* start Data to use *

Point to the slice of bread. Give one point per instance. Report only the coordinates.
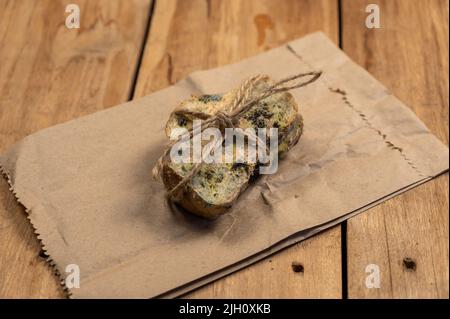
(216, 186)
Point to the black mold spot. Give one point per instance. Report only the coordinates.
(297, 267)
(409, 264)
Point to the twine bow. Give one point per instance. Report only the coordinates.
(241, 103)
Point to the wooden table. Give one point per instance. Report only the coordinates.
(125, 49)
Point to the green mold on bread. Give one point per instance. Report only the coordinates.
(216, 186)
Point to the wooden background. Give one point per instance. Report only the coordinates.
(128, 48)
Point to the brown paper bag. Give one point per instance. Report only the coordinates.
(88, 190)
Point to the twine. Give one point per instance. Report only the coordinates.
(241, 103)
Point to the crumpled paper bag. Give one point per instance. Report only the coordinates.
(87, 186)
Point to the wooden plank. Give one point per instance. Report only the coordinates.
(50, 74)
(191, 35)
(407, 237)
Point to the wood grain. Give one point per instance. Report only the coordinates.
(409, 54)
(50, 74)
(189, 35)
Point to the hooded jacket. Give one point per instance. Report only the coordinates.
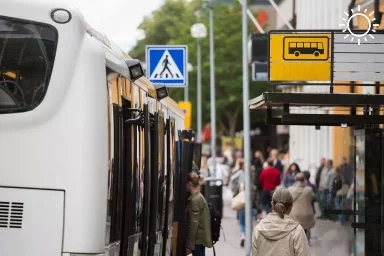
(283, 237)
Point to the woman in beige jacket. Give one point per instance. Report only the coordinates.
(279, 234)
(302, 210)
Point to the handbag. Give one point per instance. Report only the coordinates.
(238, 202)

* end Data to use *

Multiply every coordinate in the answers by 2.35 and round each result to a whole number, with halves rounded up. Then write out all the rows above, requests included, with the new coordinates, and omit the pictures.

Point to the slice of bread. Give one point per instance. Report only the coordinates.
(508, 437)
Point to the black mold spot. Give one point per instance. Report only the coordinates.
(698, 627)
(961, 620)
Point to the twine bow. Give one point per instance. Report only the coordinates.
(566, 242)
Point to the wooden table. Give one point per instance. Report only the coordinates.
(294, 115)
Point to the green mold on bread. Give one point per instance. Report only the coordinates.
(508, 437)
Point to the wooden background. Give one point per instance. Report only the coordinates.
(301, 113)
Point to the brown paper bag. Give one point per instance. Report only the coordinates.
(207, 447)
Point to the twine. Give one point per instance. Report only the coordinates.
(566, 242)
Point to the crumpled paper bag. Give one point per instance. Report only the coordinates.
(204, 437)
Point to the wooden plank. Give one point per instance. Report only the coordinates.
(118, 174)
(449, 82)
(956, 557)
Point to the wood grain. Give one point per instance. Report only the coordinates.
(961, 127)
(118, 174)
(444, 82)
Point to the hooded jacket. Give one point per instance. Report only the coordinates.
(665, 557)
Point to the woman in beige jacket. Give one point per instance. Report only the coordinates.
(656, 550)
(710, 494)
Point to the handbag. Give one point per instance. Report only the coordinates.
(559, 475)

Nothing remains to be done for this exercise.